Data provided
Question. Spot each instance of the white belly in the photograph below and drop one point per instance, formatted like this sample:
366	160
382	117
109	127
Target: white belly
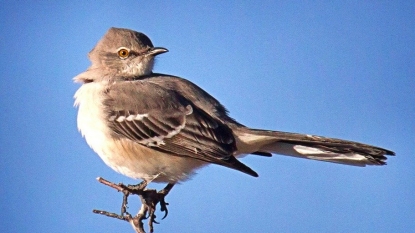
123	155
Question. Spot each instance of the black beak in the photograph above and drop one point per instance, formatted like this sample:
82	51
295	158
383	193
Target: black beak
157	50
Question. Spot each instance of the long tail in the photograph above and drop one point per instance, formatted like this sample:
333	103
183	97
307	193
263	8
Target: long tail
264	142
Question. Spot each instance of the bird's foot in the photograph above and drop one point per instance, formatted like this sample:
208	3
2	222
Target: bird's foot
149	199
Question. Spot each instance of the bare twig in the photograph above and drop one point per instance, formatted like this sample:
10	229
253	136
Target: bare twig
149	199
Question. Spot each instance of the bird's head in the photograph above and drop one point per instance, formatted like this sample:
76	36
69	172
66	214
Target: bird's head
125	52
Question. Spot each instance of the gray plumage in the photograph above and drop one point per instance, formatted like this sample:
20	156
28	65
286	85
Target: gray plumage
162	128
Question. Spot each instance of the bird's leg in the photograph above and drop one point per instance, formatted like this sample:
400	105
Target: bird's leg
137	189
150	198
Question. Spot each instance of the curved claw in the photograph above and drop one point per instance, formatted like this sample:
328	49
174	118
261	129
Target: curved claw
163	208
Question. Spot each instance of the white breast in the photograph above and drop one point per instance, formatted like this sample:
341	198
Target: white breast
125	156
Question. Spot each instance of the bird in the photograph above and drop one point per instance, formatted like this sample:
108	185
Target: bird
163	128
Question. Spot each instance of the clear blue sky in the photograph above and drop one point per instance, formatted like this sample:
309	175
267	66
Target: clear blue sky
342	69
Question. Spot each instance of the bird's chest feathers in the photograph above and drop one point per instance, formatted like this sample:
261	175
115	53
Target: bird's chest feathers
123	155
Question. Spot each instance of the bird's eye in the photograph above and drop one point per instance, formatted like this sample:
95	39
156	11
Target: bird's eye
123	53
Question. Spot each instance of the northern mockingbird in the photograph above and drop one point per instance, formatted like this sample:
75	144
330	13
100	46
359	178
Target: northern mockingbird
161	128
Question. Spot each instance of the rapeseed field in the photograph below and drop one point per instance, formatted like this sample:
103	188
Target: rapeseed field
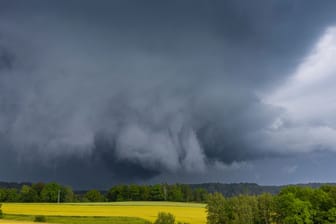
192	213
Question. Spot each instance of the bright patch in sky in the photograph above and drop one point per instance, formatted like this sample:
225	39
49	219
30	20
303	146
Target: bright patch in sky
309	101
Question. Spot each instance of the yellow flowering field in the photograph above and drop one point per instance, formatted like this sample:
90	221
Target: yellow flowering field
186	212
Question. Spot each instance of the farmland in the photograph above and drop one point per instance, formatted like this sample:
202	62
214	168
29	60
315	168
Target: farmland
97	212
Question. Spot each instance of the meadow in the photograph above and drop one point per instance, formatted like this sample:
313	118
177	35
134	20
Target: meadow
112	212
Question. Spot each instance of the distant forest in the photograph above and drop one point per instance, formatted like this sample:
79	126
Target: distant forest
52	192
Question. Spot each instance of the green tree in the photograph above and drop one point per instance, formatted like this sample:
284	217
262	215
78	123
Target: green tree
244	209
291	210
50	191
217	209
200	195
156	193
165	218
28	194
265	208
175	193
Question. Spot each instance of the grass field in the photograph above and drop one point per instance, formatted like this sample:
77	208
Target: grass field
186	212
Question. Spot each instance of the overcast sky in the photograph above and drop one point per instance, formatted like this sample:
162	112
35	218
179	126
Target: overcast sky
95	93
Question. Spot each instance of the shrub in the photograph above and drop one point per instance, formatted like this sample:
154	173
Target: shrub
40	218
165	218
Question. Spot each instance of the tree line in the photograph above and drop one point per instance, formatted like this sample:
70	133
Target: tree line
293	205
52	192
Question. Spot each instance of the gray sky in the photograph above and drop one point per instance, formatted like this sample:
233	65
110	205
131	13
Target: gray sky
94	93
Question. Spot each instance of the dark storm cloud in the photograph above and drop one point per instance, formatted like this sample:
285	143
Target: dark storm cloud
143	89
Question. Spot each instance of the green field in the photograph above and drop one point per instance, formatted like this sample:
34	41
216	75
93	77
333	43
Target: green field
115	212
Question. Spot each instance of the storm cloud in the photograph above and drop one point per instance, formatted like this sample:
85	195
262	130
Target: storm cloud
164	90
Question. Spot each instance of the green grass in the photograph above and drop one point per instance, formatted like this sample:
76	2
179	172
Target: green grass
80	219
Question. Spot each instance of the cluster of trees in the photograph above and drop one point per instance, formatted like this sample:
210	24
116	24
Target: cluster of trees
41	192
158	192
38	192
293	205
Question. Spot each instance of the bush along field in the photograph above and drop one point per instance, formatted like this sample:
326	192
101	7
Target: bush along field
292	205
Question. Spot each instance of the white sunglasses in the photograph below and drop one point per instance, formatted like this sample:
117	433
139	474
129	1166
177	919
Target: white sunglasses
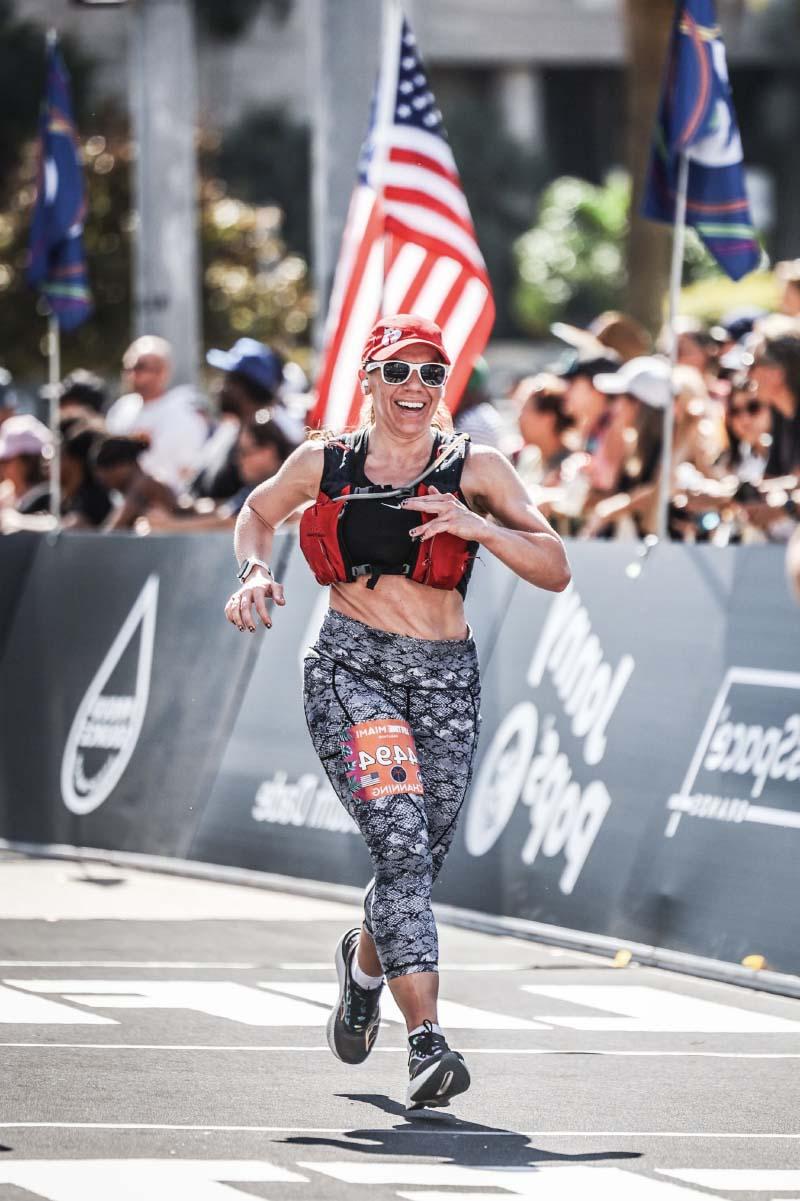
394	371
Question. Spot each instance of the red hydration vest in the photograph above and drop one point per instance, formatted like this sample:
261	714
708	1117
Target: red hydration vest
329	533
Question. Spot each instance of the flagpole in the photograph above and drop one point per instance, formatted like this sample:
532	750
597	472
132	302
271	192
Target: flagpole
54	377
676	274
389	70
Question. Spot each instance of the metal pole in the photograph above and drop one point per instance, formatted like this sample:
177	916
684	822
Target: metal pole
163	115
679	239
54	377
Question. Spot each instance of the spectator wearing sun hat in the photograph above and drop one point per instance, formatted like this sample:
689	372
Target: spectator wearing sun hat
24	444
640	389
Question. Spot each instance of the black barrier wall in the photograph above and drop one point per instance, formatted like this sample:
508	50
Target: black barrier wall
639	764
118	688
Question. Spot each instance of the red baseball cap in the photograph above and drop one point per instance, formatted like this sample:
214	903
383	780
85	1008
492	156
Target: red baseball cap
393	334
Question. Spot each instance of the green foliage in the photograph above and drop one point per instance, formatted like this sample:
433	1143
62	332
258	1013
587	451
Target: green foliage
709	298
266	159
571	264
500	179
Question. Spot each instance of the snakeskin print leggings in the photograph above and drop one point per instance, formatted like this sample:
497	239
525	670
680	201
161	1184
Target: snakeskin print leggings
359	674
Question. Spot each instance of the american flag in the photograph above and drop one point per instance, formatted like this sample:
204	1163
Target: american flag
409	243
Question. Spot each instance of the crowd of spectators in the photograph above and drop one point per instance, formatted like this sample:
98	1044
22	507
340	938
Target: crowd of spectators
156	459
586	434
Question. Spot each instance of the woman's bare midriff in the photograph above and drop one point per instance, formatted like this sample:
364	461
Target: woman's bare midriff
403	607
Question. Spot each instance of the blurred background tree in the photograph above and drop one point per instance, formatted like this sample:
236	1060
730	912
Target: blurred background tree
572	263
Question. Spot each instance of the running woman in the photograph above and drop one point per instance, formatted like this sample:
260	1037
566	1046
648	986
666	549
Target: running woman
400	508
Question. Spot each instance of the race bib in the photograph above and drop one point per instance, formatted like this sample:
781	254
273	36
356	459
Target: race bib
381	759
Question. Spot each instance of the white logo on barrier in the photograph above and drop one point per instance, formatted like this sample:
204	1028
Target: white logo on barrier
106	727
739	760
525	760
306	801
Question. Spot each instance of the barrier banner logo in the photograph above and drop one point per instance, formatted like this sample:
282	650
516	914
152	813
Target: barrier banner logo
746	764
525	760
108	722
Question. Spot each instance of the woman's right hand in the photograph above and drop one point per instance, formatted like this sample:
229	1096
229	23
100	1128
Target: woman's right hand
254	593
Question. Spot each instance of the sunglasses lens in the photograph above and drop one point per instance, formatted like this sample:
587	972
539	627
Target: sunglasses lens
433	374
395	371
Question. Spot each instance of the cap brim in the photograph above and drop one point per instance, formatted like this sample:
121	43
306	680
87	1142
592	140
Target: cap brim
610	384
388	352
221	359
573	335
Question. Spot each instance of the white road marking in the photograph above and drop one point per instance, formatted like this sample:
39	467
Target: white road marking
216	998
451	1013
412	1129
655	1010
735	1178
139	1179
327	966
272	1003
125	963
543	1183
401	1049
19	1008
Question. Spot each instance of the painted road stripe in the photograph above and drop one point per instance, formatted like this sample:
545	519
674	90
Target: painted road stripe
739	1178
654	1011
19	1008
132	1179
327	966
131	963
448	1131
401	1049
543	1183
451	1013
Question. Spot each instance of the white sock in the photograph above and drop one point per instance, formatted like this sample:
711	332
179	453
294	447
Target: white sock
362	978
421	1029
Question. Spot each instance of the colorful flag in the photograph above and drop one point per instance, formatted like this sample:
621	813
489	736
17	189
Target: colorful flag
698	119
409	243
57	266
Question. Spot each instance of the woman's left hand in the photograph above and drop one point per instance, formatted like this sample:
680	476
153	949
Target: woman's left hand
448	515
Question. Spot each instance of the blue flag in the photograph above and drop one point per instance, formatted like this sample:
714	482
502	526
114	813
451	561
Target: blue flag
57	266
698	119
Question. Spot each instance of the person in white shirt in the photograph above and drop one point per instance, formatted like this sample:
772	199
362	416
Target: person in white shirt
167	416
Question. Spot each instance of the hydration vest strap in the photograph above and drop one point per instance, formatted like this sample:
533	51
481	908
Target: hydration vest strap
458	446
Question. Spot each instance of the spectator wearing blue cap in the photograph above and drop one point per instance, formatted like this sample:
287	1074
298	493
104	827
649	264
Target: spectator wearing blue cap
251	383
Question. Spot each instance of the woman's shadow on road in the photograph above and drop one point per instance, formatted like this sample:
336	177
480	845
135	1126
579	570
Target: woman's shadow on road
425	1133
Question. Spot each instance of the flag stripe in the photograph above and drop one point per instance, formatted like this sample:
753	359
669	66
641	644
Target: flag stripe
409	245
410	303
400	196
423	159
405	270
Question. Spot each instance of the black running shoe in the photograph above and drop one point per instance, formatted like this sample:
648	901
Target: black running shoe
436	1073
356	1019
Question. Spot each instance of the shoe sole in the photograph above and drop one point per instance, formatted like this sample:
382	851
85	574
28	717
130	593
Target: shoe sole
341	972
434	1087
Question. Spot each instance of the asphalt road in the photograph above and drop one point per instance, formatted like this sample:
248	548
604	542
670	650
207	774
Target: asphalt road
163	1038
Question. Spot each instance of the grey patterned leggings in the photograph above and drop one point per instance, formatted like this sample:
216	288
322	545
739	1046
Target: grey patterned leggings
359	674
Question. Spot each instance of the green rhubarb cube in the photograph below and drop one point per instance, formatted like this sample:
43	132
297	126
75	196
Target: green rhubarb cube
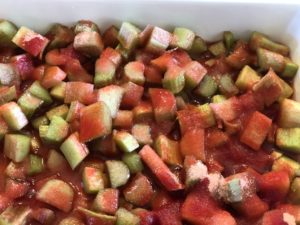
29	104
183	38
13	116
128	35
288	139
16	146
125	141
73	150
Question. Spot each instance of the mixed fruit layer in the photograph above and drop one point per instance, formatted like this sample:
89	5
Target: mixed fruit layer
146	127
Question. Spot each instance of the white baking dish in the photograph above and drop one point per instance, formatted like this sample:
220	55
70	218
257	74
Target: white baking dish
279	19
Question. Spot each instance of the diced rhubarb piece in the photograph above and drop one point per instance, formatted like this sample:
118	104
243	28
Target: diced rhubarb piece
89	43
125	217
16	189
164	104
76	72
199	46
44	216
259	40
294	193
142	133
56	162
256	130
202	209
289	109
139	191
7	32
7	94
92	179
111	95
227	110
60	111
15	171
56	131
57	193
159	40
13	116
287	164
194	73
160	170
16	146
17	215
74	111
277	217
195	171
133	162
174	79
290	69
269	88
192	143
228	40
251	207
134	72
83	96
288	139
86	26
124	119
118	172
217	48
274	185
247	78
182	38
8	75
71	220
34	165
40	92
73	150
128	35
268	59
105	71
53	76
107	201
207	115
125	141
168	150
143	112
39	121
132	94
110	36
58	91
227	86
59	36
23	65
207	87
30	41
29	104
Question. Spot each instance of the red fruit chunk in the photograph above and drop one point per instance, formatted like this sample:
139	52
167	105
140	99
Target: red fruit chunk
78	91
160	170
53	76
169	214
256	130
95	121
132	95
227	110
192	143
164	104
23	65
139	191
274	185
251	207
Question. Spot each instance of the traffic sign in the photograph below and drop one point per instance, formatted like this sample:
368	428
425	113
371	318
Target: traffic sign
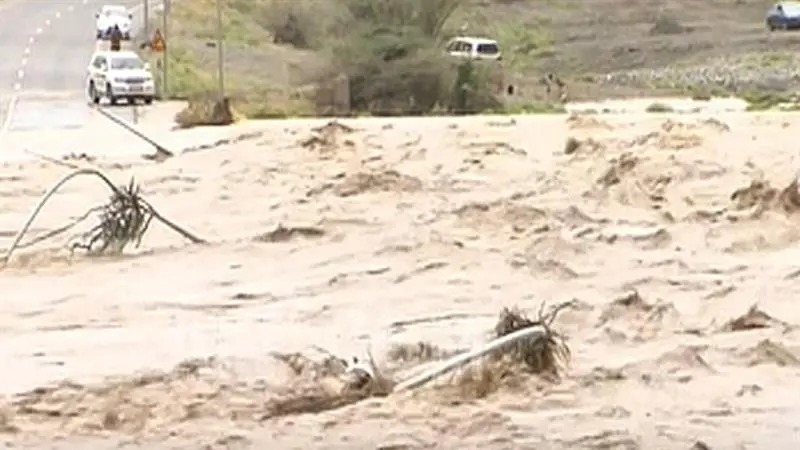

Task to complete
Please tally the lines in the data above containing the string "traffic", and give the number alone.

Answer to this task
2